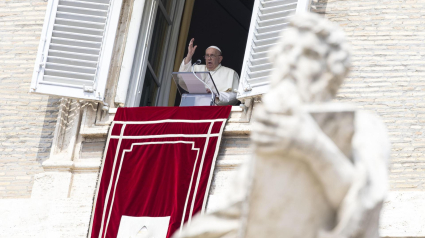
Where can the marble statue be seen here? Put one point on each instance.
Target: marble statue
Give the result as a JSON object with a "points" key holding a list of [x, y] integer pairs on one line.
{"points": [[319, 167]]}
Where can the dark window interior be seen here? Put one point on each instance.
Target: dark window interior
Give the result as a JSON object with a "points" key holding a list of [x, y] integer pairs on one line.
{"points": [[223, 23]]}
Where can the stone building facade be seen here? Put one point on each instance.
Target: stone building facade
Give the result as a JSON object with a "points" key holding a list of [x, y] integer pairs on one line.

==========

■ Required task
Every line is to be duplicated exactly, though pictures stay out.

■ Solution for this task
Where can the marble statue be seen here? Put one point on each instance.
Target: marble statue
Give the result as a JSON object with a "points" key holding a list of [x, y] integer pairs on one line.
{"points": [[319, 167]]}
Where can the dark window interior be seen here? Put one point on each instance.
Target: dark window interior
Give the result as a JSON object with a "points" key holding a list of [x, y] integer pairs on one line.
{"points": [[223, 23]]}
Where can the stone building facade be seen here? Put one point on each instance.
Target: stone building facade
Give the result as a JSON object with a "points" key holding a list of [x, y] integer pairs on one line.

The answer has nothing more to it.